◆ SOURCE DOCUMENT
# # # #
Two existing PHP SAST tools benchmark, Vulnerability Test Suite [10] and PHP Test Suite [11], are composed of many small test cases, which can only satisfy the statistical significance (A) and ground truth (B) among the three test case characteristics. However, in addition to lacking relevance (C), these test cases also suffer from insufficient control of experimental variables, which weakens the benchmarks’ ability to guide the assessment and improvement of tools’ performance. Listing 1 shows a test case inspired by PHP Vulnerability Test Suite. On line 4, user-controllable dangerous input is accepted through the $_GET variable, and the taint is passed to $array[1] and subsequently to $tainted on line 6. Afterwards, on line 9, $tainted is processed by the built-in function (in_array). Depending on the Boolean value returned by the function, the program determines whether to execute the if-branch or the else-branch. If the value of $tainted is not equal to safe1 or safe2, the program executes the if-branch. In this case, the value of $tainted remains unchanged and still carries the taint. Finally, on line 15, the taint is passed to the sink function(echo), resulting in an XSS vulnerability.

Listing 1. Example of a test case.

The state-of-the-art PHP SAST tool Tchecker [22] and RIPS [21] could not detect the vulnerability in this test case. Still, it is difficult to determine what factors caused their detection failure because there is more than one analysis challenge in this test case, such as the if-else branch on lines 9–12 requiring path-sensitive analysis capabilities, the semantic modeling of the built-in function in_array on line 9, and the analysis of taint propagation in reading and writing of $array elements.

In summary, we derive two key insights. First, the test cases in the existing PHP SAST tool benchmarks exhibit high evaluation entropy because multiple analytical challenges are mixed together, making it difficult to isolate the contribution of individual factors and limiting their ability to guide tool evaluation and improvement. Second, both benchmarks, based on small test cases and those built from real-world applications, cover only part of the information diversity needed for a comprehensive assessment, resulting in an incomplete entropy distribution across test cases.
# # # #
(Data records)
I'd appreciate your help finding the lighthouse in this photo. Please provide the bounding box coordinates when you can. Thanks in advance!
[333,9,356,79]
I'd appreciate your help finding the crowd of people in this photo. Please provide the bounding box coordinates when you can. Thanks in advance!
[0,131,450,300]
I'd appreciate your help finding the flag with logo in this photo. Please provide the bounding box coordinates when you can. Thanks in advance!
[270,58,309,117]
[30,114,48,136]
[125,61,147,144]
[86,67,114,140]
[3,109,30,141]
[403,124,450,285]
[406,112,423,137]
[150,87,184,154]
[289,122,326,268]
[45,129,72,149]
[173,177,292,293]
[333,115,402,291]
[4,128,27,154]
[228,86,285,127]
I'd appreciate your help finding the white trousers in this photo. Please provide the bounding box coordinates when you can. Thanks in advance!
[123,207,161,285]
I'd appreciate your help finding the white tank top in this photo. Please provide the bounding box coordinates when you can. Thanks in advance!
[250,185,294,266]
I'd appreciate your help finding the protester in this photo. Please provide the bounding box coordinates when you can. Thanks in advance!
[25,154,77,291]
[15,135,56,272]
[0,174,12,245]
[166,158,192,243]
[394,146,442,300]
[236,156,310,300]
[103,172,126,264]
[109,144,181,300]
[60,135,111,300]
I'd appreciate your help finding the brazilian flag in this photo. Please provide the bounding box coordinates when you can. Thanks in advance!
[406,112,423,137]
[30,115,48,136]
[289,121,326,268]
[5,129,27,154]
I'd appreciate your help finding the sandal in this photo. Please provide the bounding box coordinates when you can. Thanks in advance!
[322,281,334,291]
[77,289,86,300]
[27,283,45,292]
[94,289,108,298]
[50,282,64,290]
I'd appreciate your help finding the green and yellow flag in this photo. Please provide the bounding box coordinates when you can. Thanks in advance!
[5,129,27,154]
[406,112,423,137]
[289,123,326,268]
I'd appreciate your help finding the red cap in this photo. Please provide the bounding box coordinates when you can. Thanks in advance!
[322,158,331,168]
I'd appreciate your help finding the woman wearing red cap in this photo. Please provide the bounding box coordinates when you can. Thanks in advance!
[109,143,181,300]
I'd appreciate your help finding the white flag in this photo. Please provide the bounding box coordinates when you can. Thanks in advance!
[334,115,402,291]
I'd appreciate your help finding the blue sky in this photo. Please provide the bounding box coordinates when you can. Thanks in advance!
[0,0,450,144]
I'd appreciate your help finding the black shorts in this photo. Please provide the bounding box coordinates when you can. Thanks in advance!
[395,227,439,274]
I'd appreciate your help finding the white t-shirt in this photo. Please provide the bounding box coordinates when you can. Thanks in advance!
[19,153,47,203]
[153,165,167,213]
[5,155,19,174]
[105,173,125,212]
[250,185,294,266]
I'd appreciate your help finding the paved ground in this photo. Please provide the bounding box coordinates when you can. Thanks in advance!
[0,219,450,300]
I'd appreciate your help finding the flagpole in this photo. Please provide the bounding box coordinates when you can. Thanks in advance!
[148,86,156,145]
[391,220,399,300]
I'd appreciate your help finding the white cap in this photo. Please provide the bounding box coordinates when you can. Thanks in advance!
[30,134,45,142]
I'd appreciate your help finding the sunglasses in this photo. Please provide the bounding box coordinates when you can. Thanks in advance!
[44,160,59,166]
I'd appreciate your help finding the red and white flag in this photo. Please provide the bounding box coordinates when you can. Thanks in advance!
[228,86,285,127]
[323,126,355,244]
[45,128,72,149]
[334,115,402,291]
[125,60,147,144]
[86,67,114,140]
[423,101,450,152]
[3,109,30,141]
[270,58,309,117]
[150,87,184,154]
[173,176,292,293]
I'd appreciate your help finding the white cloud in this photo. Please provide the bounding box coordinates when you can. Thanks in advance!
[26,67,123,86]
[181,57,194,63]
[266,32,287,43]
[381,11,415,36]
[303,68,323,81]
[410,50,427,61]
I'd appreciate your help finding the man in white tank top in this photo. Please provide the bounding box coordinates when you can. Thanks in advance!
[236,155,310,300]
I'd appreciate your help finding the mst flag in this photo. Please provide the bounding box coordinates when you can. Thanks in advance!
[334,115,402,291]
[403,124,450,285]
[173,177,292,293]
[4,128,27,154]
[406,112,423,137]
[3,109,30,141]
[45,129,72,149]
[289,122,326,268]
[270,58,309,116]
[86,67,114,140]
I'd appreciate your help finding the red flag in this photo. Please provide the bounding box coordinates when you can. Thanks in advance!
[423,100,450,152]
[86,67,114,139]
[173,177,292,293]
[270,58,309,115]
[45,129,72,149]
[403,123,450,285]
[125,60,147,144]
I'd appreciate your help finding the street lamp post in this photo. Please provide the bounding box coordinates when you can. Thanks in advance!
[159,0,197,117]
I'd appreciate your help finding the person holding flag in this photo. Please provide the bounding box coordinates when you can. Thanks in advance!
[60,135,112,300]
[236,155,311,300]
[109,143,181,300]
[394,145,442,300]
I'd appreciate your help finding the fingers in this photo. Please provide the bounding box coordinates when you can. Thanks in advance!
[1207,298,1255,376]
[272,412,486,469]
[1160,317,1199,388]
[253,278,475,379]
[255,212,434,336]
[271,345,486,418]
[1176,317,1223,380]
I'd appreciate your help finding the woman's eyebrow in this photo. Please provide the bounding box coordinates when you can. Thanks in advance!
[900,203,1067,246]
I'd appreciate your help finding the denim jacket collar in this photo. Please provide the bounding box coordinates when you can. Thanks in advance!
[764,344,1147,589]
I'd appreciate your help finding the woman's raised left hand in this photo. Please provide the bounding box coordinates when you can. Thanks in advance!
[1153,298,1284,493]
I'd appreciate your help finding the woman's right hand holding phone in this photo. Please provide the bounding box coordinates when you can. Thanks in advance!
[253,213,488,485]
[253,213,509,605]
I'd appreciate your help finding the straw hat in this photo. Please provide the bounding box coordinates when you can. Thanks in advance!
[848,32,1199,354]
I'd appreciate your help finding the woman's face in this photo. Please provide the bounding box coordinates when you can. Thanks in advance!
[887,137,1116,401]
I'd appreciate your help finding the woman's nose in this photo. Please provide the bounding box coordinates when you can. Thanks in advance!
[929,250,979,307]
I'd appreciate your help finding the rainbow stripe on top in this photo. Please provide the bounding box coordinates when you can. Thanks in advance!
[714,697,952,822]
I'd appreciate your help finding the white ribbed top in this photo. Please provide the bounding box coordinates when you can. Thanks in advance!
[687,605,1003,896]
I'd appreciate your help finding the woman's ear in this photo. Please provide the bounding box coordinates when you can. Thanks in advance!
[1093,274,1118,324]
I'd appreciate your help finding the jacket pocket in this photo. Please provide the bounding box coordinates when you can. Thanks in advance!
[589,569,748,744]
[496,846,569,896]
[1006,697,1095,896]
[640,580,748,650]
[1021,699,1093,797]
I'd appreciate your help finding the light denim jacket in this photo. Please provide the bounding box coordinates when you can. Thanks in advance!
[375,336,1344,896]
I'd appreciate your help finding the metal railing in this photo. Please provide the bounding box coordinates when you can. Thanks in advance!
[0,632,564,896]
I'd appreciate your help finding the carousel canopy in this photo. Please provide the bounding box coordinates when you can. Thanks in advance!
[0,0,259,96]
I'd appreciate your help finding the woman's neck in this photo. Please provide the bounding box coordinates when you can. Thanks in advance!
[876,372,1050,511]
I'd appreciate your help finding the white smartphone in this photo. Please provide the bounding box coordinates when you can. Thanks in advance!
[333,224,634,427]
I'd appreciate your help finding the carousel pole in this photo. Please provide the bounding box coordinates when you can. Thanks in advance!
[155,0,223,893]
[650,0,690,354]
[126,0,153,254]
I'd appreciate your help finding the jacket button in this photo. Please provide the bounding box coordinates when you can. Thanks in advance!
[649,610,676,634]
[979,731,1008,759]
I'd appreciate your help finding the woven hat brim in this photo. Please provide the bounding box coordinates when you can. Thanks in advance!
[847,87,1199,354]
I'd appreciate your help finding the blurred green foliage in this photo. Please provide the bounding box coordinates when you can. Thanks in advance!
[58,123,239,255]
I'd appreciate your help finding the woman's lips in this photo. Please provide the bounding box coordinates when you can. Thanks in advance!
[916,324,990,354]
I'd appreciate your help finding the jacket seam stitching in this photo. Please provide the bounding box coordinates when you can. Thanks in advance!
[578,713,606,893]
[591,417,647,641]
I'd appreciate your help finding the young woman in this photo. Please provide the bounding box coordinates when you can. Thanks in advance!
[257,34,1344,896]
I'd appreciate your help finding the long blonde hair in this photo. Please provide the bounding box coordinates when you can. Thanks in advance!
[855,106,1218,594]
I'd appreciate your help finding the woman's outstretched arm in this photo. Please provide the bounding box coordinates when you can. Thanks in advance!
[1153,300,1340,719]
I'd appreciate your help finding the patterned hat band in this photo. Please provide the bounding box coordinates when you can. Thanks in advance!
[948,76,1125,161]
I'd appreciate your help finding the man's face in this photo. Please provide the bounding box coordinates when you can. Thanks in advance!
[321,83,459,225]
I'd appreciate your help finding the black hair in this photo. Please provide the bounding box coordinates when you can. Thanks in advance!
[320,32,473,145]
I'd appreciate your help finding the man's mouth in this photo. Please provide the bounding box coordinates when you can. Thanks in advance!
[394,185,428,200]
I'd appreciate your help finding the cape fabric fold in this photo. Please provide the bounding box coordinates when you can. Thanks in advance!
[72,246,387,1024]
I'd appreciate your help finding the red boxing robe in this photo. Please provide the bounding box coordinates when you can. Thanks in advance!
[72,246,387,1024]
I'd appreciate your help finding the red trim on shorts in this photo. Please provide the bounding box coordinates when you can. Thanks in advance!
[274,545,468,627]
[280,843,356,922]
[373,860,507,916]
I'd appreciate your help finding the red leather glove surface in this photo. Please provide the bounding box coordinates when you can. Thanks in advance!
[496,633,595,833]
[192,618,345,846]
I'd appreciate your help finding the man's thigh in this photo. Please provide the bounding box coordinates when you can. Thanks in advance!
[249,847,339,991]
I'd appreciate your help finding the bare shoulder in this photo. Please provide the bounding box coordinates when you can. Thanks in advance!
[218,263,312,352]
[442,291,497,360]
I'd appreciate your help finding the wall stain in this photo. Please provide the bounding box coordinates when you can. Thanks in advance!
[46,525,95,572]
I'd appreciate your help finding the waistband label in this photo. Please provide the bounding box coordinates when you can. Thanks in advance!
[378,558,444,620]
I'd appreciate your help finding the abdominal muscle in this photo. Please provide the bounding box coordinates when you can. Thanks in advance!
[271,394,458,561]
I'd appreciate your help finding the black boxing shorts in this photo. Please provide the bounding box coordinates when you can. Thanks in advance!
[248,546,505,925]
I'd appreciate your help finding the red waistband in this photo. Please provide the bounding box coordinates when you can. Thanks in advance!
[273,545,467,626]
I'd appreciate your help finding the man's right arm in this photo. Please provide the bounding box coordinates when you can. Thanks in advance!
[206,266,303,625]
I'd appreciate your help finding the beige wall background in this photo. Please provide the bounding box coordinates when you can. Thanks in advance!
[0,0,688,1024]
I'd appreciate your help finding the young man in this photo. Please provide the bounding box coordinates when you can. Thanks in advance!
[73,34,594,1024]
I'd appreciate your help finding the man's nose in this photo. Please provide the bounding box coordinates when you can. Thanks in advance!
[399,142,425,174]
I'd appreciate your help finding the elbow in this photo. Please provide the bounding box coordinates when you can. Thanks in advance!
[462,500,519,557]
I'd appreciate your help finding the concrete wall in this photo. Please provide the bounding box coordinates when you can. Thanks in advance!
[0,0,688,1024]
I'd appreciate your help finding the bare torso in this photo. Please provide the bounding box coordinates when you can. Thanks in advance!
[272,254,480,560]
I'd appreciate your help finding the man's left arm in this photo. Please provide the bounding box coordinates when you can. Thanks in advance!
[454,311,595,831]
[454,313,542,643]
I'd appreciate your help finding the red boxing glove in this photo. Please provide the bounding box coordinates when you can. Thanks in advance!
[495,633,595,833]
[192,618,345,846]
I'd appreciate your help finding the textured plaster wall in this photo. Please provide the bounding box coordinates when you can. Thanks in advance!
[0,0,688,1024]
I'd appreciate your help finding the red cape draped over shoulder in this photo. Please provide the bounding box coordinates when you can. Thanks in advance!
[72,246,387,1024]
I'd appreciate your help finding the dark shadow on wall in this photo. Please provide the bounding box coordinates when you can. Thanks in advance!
# # # #
◆ TASK BRIEF
From the passage on PHP static analysis benchmarks above, copy verbatim the part that opens with the words containing "Listing 1. Example" and closes with "of $array elements.".

◆ WRITTEN REPLY
Listing 1. Example of a test case.

The state-of-the-art PHP SAST tool Tchecker [22] and RIPS [21] could not detect the vulnerability in this test case. Still, it is difficult to determine what factors caused their detection failure because there is more than one analysis challenge in this test case, such as the if-else branch on lines 9–12 requiring path-sensitive analysis capabilities, the semantic modeling of the built-in function in_array on line 9, and the analysis of taint propagation in reading and writing of $array elements.